++++ Texto proporcionado ++++

Esto es lo que llaman “posconflicto”: esta extraña nostalgia por el rencor

Ricardo Silva Romero

Esto es lo que llaman “posconflicto”: el odio desarmado que se ha visto en estos días. En Colombia se ha contado la guerra con la ilusión de conjurarla, de domarla aunque sea en las palabras, pero el fin de las Farc está dando historias nuevas –y difíciles de imaginar– que recuerdan el tamaño de la herida: como si se tratara de recordarnos que estamos lejos de superar el horror, que respiramos y tragamos las cenizas de las guerras, se ha conocido que 101 líderes sociales, 101, han sido asesinados en lo que va de este año; se ha dicho que Estados Unidos, que sabe volverse espectador de las tramas cínicas que inventa, ha decidido que dejará a la exguerrilla en su lista de organizaciones terroristas, y se ha estado viendo en el lodazal de las redes sociales la estigmatización de los defensores y de los críticos de los acuerdos de paz.

++++ Extracto de datos ++++

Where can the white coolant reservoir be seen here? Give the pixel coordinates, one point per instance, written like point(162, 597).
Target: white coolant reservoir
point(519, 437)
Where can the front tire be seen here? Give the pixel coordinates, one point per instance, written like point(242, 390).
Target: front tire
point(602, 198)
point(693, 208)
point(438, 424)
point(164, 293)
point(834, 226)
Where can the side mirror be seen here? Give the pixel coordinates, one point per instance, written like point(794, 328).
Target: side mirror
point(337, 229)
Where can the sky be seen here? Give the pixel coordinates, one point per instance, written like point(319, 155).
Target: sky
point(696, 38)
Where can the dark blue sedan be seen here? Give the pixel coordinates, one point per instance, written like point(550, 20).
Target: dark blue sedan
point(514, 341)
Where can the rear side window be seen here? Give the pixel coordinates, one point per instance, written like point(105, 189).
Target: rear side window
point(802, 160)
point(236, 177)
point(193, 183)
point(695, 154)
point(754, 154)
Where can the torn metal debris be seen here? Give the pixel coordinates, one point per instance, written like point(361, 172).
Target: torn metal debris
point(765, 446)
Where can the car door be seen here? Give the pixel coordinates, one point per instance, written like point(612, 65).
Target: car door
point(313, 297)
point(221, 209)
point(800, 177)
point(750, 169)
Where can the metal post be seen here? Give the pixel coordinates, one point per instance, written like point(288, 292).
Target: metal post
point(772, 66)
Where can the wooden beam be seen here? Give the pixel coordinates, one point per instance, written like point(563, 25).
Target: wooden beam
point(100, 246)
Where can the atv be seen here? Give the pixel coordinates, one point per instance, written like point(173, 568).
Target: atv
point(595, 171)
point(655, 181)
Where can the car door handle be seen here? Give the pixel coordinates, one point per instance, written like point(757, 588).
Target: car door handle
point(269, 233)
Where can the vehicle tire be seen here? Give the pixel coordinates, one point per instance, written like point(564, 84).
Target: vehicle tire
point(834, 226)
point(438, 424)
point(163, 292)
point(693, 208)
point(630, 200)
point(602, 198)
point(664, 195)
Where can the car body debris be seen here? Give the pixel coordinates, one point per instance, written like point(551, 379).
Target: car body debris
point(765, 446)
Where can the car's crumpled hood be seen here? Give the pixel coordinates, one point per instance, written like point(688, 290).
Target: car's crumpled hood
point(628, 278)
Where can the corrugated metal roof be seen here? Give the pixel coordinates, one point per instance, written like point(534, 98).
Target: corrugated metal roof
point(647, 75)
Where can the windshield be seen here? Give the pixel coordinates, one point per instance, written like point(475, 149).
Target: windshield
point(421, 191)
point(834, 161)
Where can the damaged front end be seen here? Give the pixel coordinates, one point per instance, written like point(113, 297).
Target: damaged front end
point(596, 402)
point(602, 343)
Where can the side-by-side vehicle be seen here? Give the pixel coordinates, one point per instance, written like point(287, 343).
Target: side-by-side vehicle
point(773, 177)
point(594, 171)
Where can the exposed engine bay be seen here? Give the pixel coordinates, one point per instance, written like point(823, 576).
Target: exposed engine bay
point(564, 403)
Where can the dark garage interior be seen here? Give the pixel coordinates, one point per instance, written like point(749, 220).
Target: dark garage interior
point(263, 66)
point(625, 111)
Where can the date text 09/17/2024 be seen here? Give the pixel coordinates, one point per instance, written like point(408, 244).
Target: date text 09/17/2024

++++

**Qué debes hacer**
Reproduce sin cambios el fragmento del texto sobre el posconflicto. Comienza en las palabras «Ricardo Silva Romero» y termina después de «acuerdos de paz.».

**Respuesta**
Ricardo Silva Romero

Esto es lo que llaman “posconflicto”: el odio desarmado que se ha visto en estos días. En Colombia se ha contado la guerra con la ilusión de conjurarla, de domarla aunque sea en las palabras, pero el fin de las Farc está dando historias nuevas –y difíciles de imaginar– que recuerdan el tamaño de la herida: como si se tratara de recordarnos que estamos lejos de superar el horror, que respiramos y tragamos las cenizas de las guerras, se ha conocido que 101 líderes sociales, 101, han sido asesinados en lo que va de este año; se ha dicho que Estados Unidos, que sabe volverse espectador de las tramas cínicas que inventa, ha decidido que dejará a la exguerrilla en su lista de organizaciones terroristas, y se ha estado viendo en el lodazal de las redes sociales la estigmatización de los defensores y de los críticos de los acuerdos de paz.